Stated task
Count the lines in the material below that contain the string "asphalt", treating case as significant, and give only the number.

--- Begin Exercise materials ---

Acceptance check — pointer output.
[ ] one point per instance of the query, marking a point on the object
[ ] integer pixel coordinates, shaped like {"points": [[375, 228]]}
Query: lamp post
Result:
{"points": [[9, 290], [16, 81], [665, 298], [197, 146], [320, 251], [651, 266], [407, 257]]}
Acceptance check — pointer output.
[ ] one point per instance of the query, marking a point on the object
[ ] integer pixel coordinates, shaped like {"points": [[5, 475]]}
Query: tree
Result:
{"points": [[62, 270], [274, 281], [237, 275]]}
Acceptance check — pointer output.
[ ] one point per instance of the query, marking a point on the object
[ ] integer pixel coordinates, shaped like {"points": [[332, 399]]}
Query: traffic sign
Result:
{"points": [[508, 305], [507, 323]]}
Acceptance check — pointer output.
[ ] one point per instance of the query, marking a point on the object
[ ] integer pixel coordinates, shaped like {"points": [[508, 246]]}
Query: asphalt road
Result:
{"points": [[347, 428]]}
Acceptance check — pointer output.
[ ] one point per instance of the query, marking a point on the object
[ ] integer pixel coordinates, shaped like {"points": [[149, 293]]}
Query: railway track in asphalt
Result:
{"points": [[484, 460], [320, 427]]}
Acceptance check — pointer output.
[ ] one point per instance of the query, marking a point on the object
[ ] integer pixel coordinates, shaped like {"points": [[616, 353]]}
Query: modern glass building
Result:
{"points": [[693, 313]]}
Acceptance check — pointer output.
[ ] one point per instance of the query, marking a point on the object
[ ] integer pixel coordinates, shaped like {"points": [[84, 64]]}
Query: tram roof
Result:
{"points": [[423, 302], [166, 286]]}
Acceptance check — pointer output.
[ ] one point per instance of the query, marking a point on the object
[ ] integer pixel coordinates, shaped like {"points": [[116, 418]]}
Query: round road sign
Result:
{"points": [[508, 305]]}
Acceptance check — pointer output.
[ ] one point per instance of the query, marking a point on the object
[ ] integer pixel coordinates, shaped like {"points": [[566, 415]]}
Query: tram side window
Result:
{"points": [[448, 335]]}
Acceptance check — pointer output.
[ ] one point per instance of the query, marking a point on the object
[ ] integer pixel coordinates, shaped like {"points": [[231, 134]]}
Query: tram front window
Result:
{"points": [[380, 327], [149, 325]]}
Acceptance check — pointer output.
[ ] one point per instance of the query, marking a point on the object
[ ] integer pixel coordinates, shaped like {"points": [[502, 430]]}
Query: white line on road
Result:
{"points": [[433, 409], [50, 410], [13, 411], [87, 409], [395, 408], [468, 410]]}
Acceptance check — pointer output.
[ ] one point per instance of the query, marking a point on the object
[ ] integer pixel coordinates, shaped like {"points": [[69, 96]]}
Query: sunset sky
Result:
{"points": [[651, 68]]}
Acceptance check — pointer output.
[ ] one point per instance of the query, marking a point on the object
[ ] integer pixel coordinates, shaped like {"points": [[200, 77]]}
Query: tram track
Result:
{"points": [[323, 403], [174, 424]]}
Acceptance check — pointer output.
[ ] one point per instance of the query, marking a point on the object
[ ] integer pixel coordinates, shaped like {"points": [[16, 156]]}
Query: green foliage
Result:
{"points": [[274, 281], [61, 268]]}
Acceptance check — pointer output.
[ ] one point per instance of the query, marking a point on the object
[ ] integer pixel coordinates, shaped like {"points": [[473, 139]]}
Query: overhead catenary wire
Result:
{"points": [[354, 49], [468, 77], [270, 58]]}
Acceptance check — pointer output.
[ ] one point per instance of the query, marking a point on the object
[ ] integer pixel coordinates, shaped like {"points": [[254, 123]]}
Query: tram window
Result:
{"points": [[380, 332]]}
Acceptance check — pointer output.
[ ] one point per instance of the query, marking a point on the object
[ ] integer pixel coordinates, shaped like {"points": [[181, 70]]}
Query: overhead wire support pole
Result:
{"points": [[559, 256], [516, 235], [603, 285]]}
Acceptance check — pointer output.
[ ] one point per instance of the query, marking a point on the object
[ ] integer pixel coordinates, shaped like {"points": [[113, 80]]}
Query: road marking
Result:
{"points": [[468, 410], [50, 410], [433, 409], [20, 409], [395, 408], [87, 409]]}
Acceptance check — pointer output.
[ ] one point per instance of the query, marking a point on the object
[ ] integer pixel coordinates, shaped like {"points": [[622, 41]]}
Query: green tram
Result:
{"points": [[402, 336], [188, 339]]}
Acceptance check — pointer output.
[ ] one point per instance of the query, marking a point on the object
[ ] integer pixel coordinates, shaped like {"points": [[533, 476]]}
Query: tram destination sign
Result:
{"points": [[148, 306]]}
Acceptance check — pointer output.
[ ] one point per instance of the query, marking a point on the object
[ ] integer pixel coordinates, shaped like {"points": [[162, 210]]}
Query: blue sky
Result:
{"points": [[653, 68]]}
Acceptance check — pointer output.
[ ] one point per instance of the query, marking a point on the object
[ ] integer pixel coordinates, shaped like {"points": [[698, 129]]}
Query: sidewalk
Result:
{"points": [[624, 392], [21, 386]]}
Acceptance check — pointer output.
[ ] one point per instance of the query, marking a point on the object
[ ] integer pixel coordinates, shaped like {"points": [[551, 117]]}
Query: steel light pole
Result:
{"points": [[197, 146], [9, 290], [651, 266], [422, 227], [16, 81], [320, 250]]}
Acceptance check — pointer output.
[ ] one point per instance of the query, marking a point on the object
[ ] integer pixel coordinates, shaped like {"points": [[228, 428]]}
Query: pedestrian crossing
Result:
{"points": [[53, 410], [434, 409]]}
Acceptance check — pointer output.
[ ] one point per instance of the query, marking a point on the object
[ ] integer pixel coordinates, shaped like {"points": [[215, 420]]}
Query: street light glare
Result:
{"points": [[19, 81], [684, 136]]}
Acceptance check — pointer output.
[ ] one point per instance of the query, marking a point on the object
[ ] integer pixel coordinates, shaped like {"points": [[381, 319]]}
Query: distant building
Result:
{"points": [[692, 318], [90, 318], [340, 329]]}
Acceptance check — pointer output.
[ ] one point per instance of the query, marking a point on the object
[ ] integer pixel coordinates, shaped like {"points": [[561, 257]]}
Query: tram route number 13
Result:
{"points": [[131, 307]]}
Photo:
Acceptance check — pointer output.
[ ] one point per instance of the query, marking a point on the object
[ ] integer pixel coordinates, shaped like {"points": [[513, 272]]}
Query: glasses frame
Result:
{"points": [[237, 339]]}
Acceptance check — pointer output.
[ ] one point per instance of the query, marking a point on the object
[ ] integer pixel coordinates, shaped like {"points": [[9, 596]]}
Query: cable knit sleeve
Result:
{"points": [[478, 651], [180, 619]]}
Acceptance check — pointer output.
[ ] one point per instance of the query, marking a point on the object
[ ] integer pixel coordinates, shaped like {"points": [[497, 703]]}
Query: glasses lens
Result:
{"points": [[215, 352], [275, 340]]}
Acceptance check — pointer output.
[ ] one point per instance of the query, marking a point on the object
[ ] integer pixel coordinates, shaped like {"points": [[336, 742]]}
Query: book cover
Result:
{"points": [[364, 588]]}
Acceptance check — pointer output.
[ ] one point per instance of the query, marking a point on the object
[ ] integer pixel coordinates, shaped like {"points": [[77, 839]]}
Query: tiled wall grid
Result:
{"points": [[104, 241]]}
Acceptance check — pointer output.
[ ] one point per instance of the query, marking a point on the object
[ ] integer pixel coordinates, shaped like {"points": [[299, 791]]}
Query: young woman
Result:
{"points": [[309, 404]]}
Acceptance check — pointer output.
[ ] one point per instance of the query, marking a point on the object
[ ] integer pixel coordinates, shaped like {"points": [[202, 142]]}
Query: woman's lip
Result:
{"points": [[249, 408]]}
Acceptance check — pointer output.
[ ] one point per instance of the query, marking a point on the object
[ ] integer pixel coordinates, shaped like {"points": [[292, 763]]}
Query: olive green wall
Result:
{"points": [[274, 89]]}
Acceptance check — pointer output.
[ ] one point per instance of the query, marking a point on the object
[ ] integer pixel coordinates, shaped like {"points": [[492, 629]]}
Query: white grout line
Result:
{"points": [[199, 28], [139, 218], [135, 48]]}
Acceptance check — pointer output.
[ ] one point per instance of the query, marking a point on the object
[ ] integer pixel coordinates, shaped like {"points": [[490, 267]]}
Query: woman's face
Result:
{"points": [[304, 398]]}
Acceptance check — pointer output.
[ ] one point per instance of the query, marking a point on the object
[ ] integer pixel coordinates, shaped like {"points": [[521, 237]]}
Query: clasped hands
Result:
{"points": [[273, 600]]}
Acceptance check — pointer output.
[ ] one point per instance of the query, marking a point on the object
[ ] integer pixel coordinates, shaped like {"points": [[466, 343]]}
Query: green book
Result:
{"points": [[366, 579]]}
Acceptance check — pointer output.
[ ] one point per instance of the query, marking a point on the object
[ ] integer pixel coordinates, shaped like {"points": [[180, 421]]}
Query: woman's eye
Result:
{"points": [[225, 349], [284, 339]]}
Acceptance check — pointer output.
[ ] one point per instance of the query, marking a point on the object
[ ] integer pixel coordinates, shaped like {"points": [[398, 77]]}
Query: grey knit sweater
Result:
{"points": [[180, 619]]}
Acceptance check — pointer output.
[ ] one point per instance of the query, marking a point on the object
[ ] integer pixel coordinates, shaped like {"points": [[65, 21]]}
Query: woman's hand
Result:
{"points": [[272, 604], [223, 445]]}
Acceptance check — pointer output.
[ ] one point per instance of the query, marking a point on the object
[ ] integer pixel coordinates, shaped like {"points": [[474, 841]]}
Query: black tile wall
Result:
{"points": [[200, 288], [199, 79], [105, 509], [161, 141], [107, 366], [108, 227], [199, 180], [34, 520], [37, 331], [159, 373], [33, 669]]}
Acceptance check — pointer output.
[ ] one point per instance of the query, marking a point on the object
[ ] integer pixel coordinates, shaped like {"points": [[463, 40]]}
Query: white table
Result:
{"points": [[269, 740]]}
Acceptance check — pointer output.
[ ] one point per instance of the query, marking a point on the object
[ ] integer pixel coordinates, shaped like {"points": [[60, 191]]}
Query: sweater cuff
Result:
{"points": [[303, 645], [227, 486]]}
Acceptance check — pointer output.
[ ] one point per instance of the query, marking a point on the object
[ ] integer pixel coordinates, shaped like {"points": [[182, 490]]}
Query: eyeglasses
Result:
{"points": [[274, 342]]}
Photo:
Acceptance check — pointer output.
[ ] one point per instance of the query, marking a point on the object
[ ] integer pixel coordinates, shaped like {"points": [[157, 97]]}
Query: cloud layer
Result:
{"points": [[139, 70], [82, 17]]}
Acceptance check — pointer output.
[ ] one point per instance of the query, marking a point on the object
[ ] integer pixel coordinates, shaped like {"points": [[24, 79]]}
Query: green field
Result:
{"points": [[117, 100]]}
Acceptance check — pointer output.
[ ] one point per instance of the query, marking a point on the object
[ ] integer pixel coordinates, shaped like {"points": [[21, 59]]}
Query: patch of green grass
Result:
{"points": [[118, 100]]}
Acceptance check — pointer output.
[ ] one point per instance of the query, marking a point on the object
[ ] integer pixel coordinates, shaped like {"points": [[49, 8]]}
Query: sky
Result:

--- End Exercise materials ---

The output
2